--- MATERIAL ---

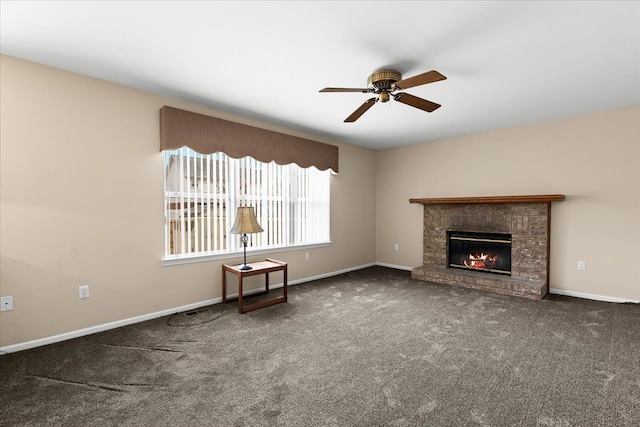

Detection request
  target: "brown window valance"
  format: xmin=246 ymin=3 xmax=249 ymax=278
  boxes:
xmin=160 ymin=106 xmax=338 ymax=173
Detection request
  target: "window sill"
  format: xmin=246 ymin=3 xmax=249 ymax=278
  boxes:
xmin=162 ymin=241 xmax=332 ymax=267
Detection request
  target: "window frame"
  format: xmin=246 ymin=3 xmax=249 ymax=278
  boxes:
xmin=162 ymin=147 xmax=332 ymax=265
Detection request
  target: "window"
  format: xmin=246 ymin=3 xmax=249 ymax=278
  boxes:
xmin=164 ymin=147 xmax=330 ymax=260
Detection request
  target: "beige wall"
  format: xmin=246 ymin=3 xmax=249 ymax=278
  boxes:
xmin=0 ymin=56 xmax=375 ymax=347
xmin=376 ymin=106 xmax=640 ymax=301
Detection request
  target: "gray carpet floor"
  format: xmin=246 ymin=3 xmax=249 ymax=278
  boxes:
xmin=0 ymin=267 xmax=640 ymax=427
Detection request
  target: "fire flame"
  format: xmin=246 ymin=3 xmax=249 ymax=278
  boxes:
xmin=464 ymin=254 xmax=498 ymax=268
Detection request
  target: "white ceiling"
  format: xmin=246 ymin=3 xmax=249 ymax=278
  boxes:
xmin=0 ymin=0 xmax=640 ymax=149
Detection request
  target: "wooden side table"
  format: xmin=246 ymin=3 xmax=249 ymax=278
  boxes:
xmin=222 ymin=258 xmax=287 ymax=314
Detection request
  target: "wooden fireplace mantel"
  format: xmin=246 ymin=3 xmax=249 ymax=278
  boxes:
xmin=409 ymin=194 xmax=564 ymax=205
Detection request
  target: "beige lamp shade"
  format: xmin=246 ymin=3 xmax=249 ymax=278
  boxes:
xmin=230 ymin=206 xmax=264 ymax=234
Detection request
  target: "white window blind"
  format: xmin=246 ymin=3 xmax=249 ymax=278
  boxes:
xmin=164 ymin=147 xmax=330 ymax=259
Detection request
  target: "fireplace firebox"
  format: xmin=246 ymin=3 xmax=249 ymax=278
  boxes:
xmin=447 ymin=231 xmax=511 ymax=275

---
--- MATERIAL ---

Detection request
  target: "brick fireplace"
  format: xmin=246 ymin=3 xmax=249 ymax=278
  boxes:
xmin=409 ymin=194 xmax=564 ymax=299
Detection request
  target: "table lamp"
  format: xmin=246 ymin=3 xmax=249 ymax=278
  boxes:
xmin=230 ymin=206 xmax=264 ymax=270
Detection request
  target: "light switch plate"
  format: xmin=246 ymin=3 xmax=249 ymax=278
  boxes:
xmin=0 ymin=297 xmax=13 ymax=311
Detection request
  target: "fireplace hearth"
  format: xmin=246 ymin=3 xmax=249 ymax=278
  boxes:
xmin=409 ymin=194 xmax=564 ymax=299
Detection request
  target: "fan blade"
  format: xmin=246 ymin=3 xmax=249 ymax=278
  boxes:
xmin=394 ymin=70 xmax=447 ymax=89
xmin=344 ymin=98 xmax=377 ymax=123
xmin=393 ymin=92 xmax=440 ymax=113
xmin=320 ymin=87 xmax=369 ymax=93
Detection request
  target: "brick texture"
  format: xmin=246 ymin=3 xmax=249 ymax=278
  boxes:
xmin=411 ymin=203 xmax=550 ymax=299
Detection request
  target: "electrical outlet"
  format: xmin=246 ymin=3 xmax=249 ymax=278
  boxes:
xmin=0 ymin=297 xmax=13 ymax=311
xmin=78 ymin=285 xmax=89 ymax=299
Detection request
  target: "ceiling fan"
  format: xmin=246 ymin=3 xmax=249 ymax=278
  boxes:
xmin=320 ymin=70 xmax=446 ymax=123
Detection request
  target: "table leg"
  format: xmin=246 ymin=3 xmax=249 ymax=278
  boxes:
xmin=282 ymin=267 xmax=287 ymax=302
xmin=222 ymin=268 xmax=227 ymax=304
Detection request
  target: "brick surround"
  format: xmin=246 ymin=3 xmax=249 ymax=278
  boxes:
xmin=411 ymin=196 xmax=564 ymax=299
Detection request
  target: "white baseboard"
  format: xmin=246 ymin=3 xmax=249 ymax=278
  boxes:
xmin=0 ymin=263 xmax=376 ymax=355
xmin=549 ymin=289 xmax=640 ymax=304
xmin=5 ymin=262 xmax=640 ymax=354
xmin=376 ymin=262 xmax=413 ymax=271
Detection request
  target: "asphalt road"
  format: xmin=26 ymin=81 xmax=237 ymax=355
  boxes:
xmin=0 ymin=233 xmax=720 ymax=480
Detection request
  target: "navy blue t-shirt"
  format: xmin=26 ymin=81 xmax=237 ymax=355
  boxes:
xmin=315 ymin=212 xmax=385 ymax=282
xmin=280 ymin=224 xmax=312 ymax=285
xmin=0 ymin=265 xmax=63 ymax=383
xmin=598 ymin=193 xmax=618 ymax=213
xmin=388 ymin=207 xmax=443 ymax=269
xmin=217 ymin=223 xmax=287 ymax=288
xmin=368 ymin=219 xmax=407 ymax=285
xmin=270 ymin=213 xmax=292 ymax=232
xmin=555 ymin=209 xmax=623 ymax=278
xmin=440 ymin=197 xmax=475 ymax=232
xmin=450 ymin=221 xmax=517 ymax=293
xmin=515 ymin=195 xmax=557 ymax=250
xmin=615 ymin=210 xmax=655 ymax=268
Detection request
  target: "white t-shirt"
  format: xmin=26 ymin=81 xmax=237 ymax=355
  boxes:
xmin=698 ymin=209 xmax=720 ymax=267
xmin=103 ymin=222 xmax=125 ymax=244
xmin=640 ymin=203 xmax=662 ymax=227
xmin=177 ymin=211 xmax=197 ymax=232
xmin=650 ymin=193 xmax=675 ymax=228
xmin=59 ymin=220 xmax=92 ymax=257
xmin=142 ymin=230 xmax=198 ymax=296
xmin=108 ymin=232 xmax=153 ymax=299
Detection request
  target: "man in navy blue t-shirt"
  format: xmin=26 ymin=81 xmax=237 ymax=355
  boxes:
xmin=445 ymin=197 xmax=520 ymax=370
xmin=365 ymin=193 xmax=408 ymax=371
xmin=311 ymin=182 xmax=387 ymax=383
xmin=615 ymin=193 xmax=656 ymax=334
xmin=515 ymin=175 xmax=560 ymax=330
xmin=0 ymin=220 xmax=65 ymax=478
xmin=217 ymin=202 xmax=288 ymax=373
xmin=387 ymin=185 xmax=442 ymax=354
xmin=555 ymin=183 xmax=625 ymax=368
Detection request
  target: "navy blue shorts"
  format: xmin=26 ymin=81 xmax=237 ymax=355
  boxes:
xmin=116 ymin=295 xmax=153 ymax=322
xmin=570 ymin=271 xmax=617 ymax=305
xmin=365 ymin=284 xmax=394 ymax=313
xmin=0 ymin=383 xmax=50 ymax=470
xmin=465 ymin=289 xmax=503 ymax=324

---
--- MATERIAL ---

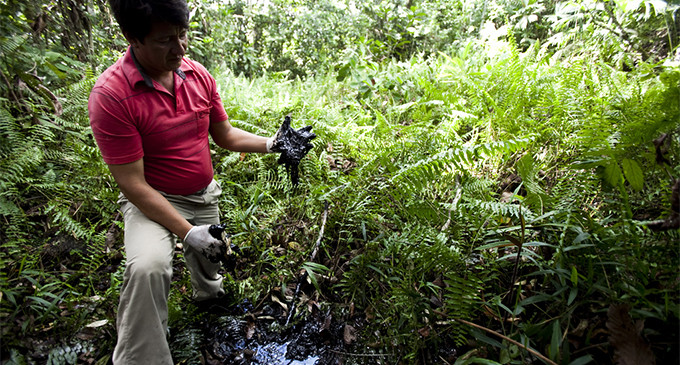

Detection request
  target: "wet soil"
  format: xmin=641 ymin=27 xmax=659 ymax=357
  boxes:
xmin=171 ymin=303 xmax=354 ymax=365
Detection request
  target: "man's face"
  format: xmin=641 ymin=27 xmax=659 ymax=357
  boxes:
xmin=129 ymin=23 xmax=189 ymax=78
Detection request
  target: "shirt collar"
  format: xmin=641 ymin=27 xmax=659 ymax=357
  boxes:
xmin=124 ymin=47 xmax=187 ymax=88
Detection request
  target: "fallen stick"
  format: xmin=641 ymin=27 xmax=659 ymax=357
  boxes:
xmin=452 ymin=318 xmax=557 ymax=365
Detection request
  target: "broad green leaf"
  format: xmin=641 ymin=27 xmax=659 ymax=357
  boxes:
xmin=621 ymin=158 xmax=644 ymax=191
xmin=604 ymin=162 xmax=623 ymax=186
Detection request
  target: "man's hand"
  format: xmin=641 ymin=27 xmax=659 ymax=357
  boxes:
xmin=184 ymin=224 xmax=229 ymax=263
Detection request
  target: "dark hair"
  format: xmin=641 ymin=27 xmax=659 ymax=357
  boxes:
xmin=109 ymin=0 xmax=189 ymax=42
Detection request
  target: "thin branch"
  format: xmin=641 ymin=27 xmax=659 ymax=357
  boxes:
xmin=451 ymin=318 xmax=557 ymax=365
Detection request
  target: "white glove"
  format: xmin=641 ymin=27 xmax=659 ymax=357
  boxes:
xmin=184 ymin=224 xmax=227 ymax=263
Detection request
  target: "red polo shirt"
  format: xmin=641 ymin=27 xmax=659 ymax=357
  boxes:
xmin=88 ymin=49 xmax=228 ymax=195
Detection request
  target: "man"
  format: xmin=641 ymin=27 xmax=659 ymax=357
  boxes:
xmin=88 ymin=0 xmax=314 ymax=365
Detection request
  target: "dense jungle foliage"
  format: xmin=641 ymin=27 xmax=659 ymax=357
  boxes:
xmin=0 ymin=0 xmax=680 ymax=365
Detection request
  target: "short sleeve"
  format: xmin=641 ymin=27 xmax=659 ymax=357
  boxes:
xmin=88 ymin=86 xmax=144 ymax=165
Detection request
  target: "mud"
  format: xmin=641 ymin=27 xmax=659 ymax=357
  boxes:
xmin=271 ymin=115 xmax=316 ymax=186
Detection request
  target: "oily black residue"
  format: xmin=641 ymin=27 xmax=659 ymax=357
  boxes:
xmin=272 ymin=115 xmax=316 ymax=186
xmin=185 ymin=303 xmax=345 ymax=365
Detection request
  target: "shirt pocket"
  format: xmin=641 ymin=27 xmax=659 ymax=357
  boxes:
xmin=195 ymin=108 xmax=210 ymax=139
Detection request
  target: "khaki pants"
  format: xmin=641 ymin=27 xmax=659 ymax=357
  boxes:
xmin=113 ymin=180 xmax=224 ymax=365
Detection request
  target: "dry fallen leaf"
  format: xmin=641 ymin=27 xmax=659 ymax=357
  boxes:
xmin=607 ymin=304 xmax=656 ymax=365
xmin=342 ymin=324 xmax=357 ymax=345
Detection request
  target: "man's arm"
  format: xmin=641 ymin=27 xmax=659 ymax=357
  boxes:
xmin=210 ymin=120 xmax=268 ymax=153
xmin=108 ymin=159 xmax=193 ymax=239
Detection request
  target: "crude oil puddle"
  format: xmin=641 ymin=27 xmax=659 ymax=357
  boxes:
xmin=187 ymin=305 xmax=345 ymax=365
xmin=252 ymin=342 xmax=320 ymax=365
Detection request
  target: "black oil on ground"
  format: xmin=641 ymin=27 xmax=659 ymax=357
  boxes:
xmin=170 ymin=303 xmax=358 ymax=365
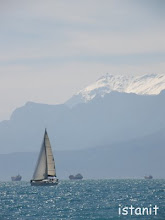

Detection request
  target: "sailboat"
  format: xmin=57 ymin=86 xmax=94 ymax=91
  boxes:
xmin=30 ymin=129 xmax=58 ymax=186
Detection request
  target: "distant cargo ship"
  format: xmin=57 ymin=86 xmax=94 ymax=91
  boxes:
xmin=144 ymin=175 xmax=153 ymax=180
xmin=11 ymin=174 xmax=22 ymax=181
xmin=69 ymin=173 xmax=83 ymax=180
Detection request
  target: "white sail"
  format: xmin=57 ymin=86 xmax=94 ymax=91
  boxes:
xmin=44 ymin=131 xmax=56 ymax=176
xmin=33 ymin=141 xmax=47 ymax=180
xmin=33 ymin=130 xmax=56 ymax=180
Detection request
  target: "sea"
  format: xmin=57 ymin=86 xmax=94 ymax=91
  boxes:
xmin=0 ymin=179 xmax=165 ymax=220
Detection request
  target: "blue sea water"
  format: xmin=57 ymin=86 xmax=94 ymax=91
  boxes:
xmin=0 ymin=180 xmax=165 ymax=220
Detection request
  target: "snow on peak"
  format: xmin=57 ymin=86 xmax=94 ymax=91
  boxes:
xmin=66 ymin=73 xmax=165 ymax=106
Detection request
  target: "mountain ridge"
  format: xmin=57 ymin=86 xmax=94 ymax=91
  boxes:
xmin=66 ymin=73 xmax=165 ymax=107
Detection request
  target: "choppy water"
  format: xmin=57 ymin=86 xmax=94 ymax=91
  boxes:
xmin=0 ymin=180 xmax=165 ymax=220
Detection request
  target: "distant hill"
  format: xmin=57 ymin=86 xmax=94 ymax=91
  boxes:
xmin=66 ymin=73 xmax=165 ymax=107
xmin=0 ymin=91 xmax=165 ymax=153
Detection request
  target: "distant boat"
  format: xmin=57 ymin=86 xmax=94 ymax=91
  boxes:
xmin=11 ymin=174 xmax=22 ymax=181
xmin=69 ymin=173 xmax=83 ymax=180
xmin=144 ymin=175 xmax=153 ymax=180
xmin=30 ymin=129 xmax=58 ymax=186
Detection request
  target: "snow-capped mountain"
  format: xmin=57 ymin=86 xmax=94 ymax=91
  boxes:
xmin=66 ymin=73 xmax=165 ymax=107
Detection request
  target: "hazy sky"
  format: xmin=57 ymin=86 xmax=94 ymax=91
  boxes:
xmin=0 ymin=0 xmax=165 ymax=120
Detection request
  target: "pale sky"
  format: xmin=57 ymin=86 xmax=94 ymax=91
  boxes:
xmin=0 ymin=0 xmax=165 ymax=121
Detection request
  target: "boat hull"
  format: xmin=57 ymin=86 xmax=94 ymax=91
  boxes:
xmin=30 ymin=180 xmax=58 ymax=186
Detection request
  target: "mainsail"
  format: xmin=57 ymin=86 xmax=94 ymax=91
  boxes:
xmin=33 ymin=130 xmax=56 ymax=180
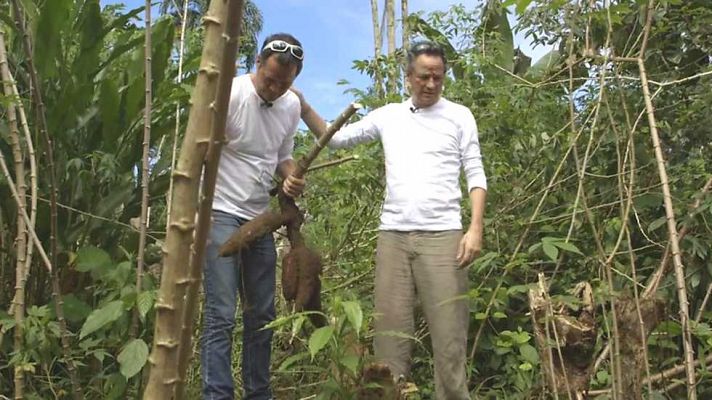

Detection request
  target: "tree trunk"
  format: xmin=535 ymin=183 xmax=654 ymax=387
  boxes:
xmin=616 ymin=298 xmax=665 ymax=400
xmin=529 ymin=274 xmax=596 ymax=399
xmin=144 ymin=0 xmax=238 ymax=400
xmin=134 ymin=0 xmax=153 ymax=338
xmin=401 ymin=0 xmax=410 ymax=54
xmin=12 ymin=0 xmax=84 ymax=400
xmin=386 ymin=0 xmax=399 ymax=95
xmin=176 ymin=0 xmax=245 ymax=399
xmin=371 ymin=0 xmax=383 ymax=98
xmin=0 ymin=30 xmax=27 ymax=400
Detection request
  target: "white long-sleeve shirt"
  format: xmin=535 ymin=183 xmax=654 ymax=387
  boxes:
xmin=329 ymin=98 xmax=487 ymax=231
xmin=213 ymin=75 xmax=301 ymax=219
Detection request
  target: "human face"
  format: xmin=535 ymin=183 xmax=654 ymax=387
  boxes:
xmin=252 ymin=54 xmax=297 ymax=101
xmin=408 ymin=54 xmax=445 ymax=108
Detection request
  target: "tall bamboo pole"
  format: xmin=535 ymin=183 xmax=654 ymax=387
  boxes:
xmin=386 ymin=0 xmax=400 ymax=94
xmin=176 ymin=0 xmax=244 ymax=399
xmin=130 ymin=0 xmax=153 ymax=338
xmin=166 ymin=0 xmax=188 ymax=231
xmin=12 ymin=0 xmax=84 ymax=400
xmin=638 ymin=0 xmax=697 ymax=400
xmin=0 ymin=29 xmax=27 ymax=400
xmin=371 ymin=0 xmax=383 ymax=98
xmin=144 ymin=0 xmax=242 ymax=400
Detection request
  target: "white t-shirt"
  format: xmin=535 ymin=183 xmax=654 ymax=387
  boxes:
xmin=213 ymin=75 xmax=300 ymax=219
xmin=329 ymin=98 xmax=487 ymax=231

---

Filter the items above, keeping every line that contains the string "window".

  target: "brown window valance"
  target: "window sill"
  target: "window frame"
  target: "window"
  target: "white window blind"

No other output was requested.